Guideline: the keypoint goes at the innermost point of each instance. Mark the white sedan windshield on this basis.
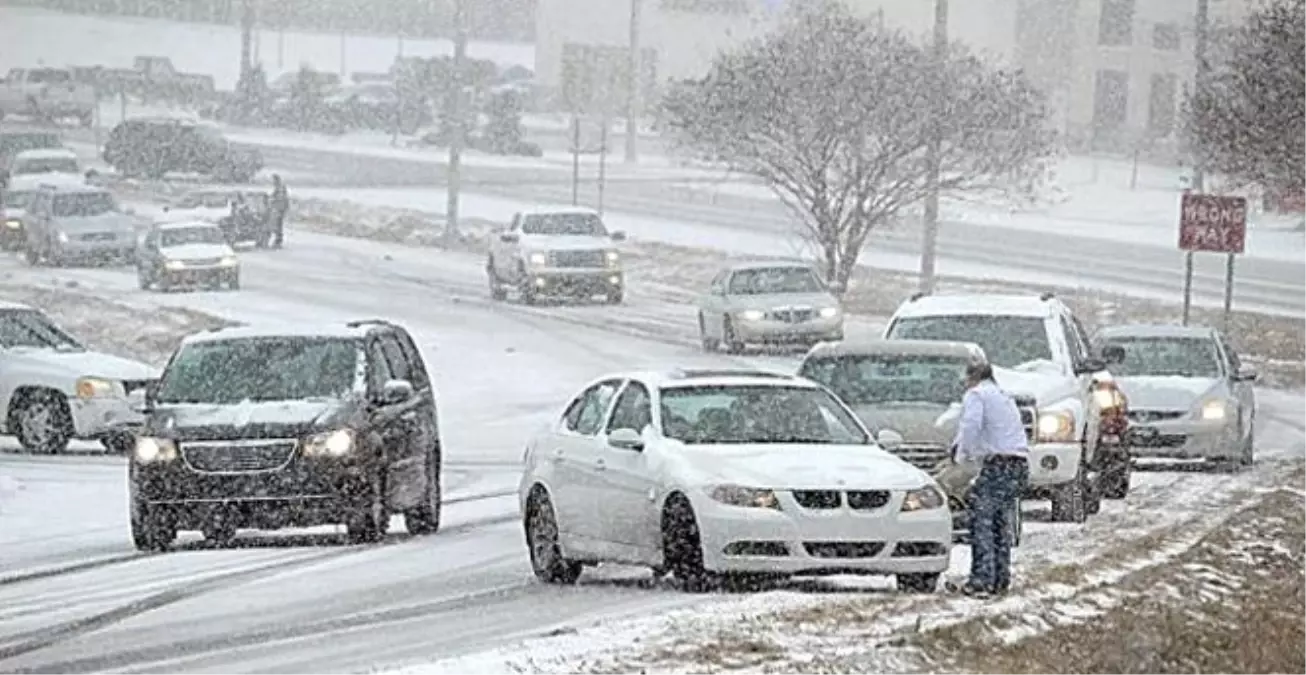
(751, 414)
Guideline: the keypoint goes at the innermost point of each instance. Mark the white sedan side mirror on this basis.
(890, 439)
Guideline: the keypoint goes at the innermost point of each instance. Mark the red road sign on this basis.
(1212, 223)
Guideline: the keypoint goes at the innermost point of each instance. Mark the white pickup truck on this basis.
(47, 94)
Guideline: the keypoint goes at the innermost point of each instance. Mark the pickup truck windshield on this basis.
(1007, 341)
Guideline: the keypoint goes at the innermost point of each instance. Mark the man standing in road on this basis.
(280, 204)
(991, 436)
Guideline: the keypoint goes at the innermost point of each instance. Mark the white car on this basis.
(1190, 396)
(716, 475)
(54, 389)
(1041, 353)
(781, 303)
(551, 252)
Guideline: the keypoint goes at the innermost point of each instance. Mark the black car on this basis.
(301, 427)
(154, 146)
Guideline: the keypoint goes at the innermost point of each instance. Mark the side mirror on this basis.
(1113, 354)
(396, 392)
(1089, 366)
(890, 439)
(626, 440)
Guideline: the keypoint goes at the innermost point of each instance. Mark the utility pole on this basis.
(632, 84)
(1202, 69)
(459, 122)
(930, 230)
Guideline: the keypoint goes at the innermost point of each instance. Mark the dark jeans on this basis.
(993, 499)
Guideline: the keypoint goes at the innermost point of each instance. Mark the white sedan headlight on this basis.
(1213, 410)
(923, 499)
(95, 388)
(1057, 427)
(745, 496)
(329, 444)
(150, 449)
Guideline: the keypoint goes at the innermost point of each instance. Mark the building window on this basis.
(1115, 24)
(1165, 37)
(707, 7)
(1160, 109)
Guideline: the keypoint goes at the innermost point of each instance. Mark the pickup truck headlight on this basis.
(923, 499)
(94, 388)
(329, 444)
(1213, 410)
(149, 449)
(746, 496)
(1055, 427)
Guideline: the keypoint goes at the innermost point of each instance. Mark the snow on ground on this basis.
(35, 37)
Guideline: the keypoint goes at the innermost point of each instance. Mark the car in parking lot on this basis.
(1190, 394)
(287, 426)
(769, 303)
(187, 253)
(720, 475)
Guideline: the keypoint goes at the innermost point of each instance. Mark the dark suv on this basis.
(301, 427)
(153, 146)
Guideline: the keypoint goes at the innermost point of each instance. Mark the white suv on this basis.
(557, 252)
(1038, 350)
(54, 389)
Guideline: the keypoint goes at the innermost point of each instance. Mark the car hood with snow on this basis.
(248, 419)
(781, 466)
(72, 364)
(1173, 393)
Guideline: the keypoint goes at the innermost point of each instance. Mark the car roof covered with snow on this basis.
(978, 304)
(342, 330)
(897, 347)
(1156, 330)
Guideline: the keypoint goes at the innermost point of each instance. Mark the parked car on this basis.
(47, 94)
(17, 197)
(68, 222)
(187, 253)
(718, 475)
(904, 389)
(1040, 350)
(281, 427)
(55, 389)
(154, 146)
(751, 303)
(1190, 394)
(557, 252)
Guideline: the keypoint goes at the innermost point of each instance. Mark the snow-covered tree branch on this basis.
(835, 114)
(1249, 120)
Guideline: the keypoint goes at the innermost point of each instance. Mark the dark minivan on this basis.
(281, 428)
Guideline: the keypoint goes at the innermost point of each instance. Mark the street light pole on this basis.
(930, 230)
(632, 84)
(459, 122)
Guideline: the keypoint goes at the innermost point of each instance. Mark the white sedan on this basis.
(1189, 394)
(716, 475)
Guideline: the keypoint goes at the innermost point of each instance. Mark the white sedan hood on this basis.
(196, 251)
(84, 364)
(1169, 392)
(564, 243)
(805, 468)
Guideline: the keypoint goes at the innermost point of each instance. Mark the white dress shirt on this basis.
(990, 424)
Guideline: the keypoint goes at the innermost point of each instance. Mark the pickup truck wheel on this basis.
(1070, 502)
(42, 422)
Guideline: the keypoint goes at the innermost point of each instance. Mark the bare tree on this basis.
(835, 112)
(1249, 120)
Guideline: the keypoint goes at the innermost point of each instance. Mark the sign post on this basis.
(1211, 223)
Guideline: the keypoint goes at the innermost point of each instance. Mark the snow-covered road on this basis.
(75, 598)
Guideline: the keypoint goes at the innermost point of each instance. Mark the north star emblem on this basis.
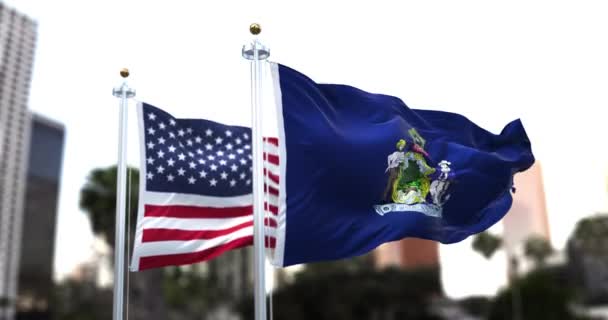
(413, 185)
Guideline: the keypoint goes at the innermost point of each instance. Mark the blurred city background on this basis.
(547, 259)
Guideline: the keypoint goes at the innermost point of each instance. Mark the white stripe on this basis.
(182, 199)
(175, 247)
(273, 168)
(271, 149)
(164, 198)
(192, 224)
(178, 247)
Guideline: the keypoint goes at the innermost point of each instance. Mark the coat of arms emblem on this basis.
(413, 184)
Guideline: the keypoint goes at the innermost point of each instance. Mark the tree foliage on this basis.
(351, 289)
(541, 294)
(98, 200)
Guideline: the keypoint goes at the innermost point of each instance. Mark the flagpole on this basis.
(122, 93)
(256, 53)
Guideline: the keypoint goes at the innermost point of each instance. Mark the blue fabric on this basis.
(337, 141)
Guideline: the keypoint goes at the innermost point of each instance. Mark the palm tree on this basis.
(98, 200)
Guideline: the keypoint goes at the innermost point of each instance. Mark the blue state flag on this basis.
(360, 169)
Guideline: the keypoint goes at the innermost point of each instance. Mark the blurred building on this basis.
(410, 253)
(528, 214)
(39, 218)
(17, 42)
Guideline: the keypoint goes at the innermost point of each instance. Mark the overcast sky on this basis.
(542, 61)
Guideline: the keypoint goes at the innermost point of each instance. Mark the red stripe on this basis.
(273, 158)
(272, 190)
(272, 208)
(162, 234)
(193, 257)
(196, 212)
(272, 176)
(271, 242)
(274, 141)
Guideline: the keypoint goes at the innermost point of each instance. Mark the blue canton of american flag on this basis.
(196, 189)
(196, 156)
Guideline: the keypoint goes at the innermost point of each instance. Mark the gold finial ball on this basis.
(255, 29)
(124, 72)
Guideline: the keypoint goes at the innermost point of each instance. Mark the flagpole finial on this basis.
(255, 29)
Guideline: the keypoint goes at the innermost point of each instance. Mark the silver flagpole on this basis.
(256, 52)
(123, 93)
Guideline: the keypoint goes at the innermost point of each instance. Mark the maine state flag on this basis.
(359, 169)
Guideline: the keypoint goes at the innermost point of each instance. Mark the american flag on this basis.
(196, 189)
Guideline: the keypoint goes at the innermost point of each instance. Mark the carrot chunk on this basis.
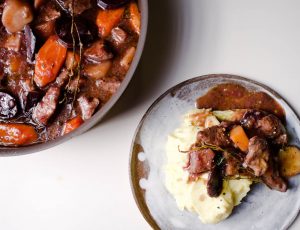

TASK GOAL ::
Retype the entire listing exactly as it appears, dropping only the pictures.

EXERCISE RESPONSE ::
Guideline: the keypoint goes at the innermost point of each instance. Mark the white sedan windshield on this basis.
(751, 414)
Guideline: the keypoint goes at the innermost point of each instance. Mark the white sedan side mirror on this basis.
(890, 439)
Guideline: the keypoint goes at the innermost point of each instance. Mark the red road sign on this basis.
(1212, 223)
Guideline: the keypoint goes at the innermost point of each instance. Mark the white pickup truck on this basis.
(47, 94)
Guideline: the keypoint goes at the innermost point of each instance. Mark the pickup truck windshield on this basis.
(1007, 341)
Guideline: the keypoint goes at the innermost point of each instance. Mark the man standing in road on this basis.
(280, 204)
(991, 436)
Guideline: the keypoint goes at the innermost point of each instance. Mark the white car on this basis.
(1190, 396)
(716, 475)
(54, 389)
(1041, 353)
(781, 303)
(551, 252)
Guideline: the keypoint goes at the innermost point of each instance. Mark the black car on this basis.
(301, 427)
(154, 146)
Guideline: the keypoint goes at the innermost point of each instance. Mark the side mirror on this basis.
(1113, 354)
(396, 392)
(1089, 366)
(890, 439)
(626, 440)
Guideline: the keypoint goes at the innermost point of each instance. Mark the utility pole on this basis.
(632, 84)
(1202, 69)
(459, 122)
(930, 230)
Guideline: the keypoint goes at the innermost point of each instance. Mark the dark jeans on this basis.
(993, 499)
Guideline: the keypoint goes at the innermost point of each instance. Mark the white sedan headlight on this basis.
(1213, 410)
(923, 499)
(95, 388)
(1057, 427)
(745, 496)
(329, 444)
(150, 449)
Guideline: the keypoint goes at the innermost point of each instance. Mark the building window on this basis.
(1115, 24)
(1165, 37)
(707, 7)
(1160, 109)
Guideline: the keypoint goes at the innermost point of each instance. Mark the pickup truck headlight on this basis.
(923, 499)
(94, 388)
(329, 444)
(1213, 410)
(149, 449)
(746, 496)
(1055, 427)
Guideline: the keypoint goes at the innermost point of each instance. Mark the snow on ground on this basis.
(35, 37)
Guideline: the keypoint goes at the innermost point of each instance. Mark the car in parking lot on this basis.
(1190, 394)
(287, 426)
(769, 303)
(187, 253)
(720, 475)
Guideline: the keypoint goes at the innermost point of each instance. Mark the dark suv on this basis.
(301, 427)
(153, 146)
Guideline: the keypoint goes at the innermost point of each instance. Mark the white suv on this basis.
(557, 252)
(1038, 350)
(54, 389)
Guideline: the keypoint goes at the innermost point of each instance. Mark the car hood with snow on this basis.
(248, 419)
(781, 466)
(72, 364)
(1173, 393)
Guideline: the keypoint goes at the innermost point of each instance. Mark the car roof covered with snow on this basis.
(978, 304)
(342, 330)
(897, 347)
(1156, 330)
Guideline: the keypoint goes at the innermost point of each instance. Mark the parked car on this basis.
(47, 94)
(17, 197)
(68, 222)
(187, 253)
(718, 475)
(904, 389)
(1040, 350)
(281, 427)
(55, 389)
(154, 146)
(751, 303)
(1190, 394)
(557, 252)
Guideline: the keypoint goes at the innermost point of each instance. Mark the snow-covered tree branch on this basis.
(835, 114)
(1249, 120)
Guideline: the keypoint goes at the innermost point of each instance. Mark the dark minivan on this basis.
(281, 428)
Guideline: the keypoint goes at the innermost point of each instance. Mark the street light pole on this basis.
(930, 230)
(632, 84)
(459, 122)
Guideline: the keypoint goes at the innermost point of each instance. Mark the white sedan on this basis.
(1189, 394)
(716, 475)
Guideline: the keypoint goes at the innermost point of each instance. Mark the white sedan hood on this basis.
(196, 251)
(84, 364)
(1169, 392)
(564, 243)
(805, 468)
Guideline: the keypoint goes at the innermost point of each instance. Mark the white dress shirt on this basis.
(990, 424)
Guideline: the keypoint goes at the innermost point of each instance. Mark the pickup truck wheel on this basis.
(1070, 502)
(42, 422)
Guideline: the keypoint goes at the innermost point of each instance. Mark the bare tree on this basis.
(835, 112)
(1249, 120)
Guideline: the keypoint goes at the innermost point of each instance. Mark the sign post on this basis.
(1211, 223)
Guideline: the keypoint goes at the innermost point of each instance. Mark the snow-covered road on this basis.
(75, 598)
Guideline: the keypoint goes at the innermost point of each instance. Mark the north star emblem on this basis.
(413, 185)
Guideline: the keypoint goes at the innermost point of each instance. Mark the blurred city background on this basis.
(547, 259)
Guideline: the keypoint goes at the innermost point of each instance. Mark the white stripe on this basis.
(182, 199)
(175, 247)
(273, 168)
(271, 149)
(164, 198)
(192, 224)
(178, 247)
Guideline: the keypoint goes at the innermost point of each instance. Mark the coat of arms emblem on this basis.
(413, 184)
Guideline: the keypoint goes at the innermost point of each instance. Mark the tree foliage on this basis.
(351, 289)
(541, 294)
(98, 200)
Guideline: the keypoint goes at the innermost point of each instance. Mark the flagpole on this basis.
(122, 93)
(256, 53)
Guideline: the keypoint goes at the innermost point of each instance. Mark the blue fabric on this basis.
(337, 141)
Guideline: the keypoint goes at the innermost point of each instance. Mark the palm tree on this basis.
(98, 200)
Guideline: the keypoint goes at the innermost point of each instance. Mark the blue state flag on this basis.
(360, 169)
Guideline: the keypoint goes at the innermost point of each instance. Mark the blurred building on this basis.
(410, 253)
(528, 214)
(39, 218)
(17, 42)
Guideline: the keypoint goes at the innermost point of each instance. Mark the overcast sky on this basis.
(542, 61)
Guideline: the keypoint goes at the innermost point of each instance. Mark the red stripe on this basis.
(273, 158)
(272, 190)
(272, 208)
(162, 234)
(193, 257)
(196, 212)
(272, 176)
(271, 242)
(274, 141)
Guideline: the keypoint goes at the innermost point of each instance. Mark the blue canton of american flag on this basis.
(196, 189)
(196, 156)
Guideline: the keypoint goes at the innermost point of each instance. Mark the gold finial ball on this basis.
(255, 29)
(124, 72)
Guideline: the keypoint goes at the innermost point of each instance. Mark the flagpole finial on this basis.
(255, 29)
Guideline: the keypoint goes at the innermost point of each instance. Mark the silver flagpole on this basis.
(256, 52)
(123, 93)
Guideline: the keypoint goes at the innermost point of each instance. Mark the maine state flag on this basis.
(359, 169)
Guideline: the keypoint goes at the innermost point of each instance. Mark the american flag on this basis.
(196, 189)
Guideline: the keypoint goes at the innermost point of each instance. Mark the carrot chunk on this basis.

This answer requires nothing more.